## WHAT YOU SHOULD DO
Write out every line of the records below as a numbered list, leaving out any blank lines.
╔══
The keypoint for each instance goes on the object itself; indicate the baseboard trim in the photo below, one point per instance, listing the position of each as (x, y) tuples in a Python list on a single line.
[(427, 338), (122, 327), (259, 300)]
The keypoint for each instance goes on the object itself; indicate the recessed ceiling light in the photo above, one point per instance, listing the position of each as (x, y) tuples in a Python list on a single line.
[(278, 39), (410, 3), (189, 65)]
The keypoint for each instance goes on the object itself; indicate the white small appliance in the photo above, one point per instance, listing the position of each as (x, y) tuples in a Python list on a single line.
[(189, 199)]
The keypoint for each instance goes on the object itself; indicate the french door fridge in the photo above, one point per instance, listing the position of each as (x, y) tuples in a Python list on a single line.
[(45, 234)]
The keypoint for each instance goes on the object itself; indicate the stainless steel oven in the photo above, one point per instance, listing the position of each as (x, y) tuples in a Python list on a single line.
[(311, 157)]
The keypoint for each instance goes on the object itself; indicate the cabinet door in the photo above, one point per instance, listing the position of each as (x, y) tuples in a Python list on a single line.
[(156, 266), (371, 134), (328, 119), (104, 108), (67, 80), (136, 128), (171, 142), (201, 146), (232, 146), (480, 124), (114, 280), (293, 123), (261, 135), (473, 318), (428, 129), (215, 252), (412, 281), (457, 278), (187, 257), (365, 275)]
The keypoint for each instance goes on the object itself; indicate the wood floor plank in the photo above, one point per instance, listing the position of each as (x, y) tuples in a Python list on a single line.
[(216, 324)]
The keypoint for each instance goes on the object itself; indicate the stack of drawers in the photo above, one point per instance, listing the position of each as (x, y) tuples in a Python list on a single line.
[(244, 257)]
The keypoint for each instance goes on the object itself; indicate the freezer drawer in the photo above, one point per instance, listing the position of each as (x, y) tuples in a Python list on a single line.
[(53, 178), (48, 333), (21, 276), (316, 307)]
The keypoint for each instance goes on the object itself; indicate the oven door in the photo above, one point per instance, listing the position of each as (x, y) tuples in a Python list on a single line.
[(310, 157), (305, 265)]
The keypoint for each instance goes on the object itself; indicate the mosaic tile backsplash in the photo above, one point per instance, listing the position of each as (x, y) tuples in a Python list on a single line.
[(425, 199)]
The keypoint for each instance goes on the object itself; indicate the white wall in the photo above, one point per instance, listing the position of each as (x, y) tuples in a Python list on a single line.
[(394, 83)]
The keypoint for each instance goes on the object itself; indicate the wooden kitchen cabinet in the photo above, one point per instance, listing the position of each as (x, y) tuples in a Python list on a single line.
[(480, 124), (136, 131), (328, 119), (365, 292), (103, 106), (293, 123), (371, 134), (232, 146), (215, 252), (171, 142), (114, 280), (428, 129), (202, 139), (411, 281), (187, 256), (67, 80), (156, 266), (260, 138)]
╚══
## EXERCISE OUTPUT
1. The keypoint for each instance goes on the object itself; indicate the baseboard trim in the photo below, one point per instance, listing the position of each as (x, y) tuples in a Python list on a single line.
2. [(427, 338), (122, 327), (259, 300)]
3. The keypoint for each instance goes on the object itself; indicate the recessed ceiling light in the photo above, one point per instance, listing the position of each as (x, y) tuples in a Python list on a single line.
4. [(278, 39), (410, 3), (189, 65)]
5. The keypoint for each instance goes on the object itself; indicate the white small appliance in the photo above, one point per instance, listing the position of each as (x, y) tuples in a Python list on a single line.
6. [(189, 199)]
7. The keypoint for each instance goes on the object itself; indicate the french door fridge in the photo above, one point per instance, listing the position of each as (x, y) tuples in a Python list on a single line.
8. [(45, 234)]
9. The keypoint for each instance goes on the object itself; indicate the stainless steel oven in the photo above, one point per instance, listing the position of each as (x, y) tuples in a Python list on a single line.
10. [(311, 157)]
11. The keypoint for each instance goes on the object itself; indicate the cabinet door in the photo above, one point per instance, listing the position of each as (x, y) tuples in a Python list on a single line.
12. [(156, 266), (371, 134), (328, 119), (104, 108), (67, 80), (136, 128), (171, 142), (201, 146), (232, 146), (480, 124), (114, 280), (293, 123), (261, 135), (473, 318), (428, 129), (215, 252), (412, 281), (457, 278), (187, 257), (365, 275)]
13. The keypoint for each instance goes on the object itself; indicate the wood floor plank in the photo above, one point per instance, listing the position of each as (x, y) tuples in a Python list on a single line.
14. [(216, 324)]
15. The keypoint for each instance goes on the object itself; indicate the stack of drawers in the photo above, one point per instance, listing the position of each as (x, y) tuples in a Python list on a single line.
16. [(244, 257)]
17. The keypoint for each instance goes on the object itself; indicate the freezer drawer in the photo above, one point per instance, listing the position of each as (x, y) tuples in a Python list on a single line.
18. [(53, 178), (48, 333), (21, 276), (316, 307)]
19. The keypoint for each instance goes on the object itself; indicate the oven door in the photo above, one point per instance, listing the position of each as (x, y) tuples in a Python list on a single line.
20. [(310, 157), (305, 265)]
21. The keypoint for each instance goes on the object itself; indicate the mosaic tile backsplash in the photo above, one point per instance, listing the position of each as (x, y) tuples in a Python list on a single line.
22. [(425, 199)]
23. The keypoint for each instance goes on the object itself; indicate the white wall in the photo above, one point per instance, listing the position of each as (x, y) tuples in a Python list on a single line.
24. [(394, 83)]
25. The keypoint for each instance goes on the object itself; indicate the wooden kitchen cabinet in the photo above, one point per instance, listing the position of each as (x, y) tuples in a Python list on a single line.
26. [(480, 124), (136, 131), (328, 119), (365, 292), (103, 106), (293, 123), (371, 134), (232, 146), (215, 252), (171, 142), (114, 280), (428, 129), (202, 139), (411, 281), (187, 256), (67, 80), (156, 266), (260, 138)]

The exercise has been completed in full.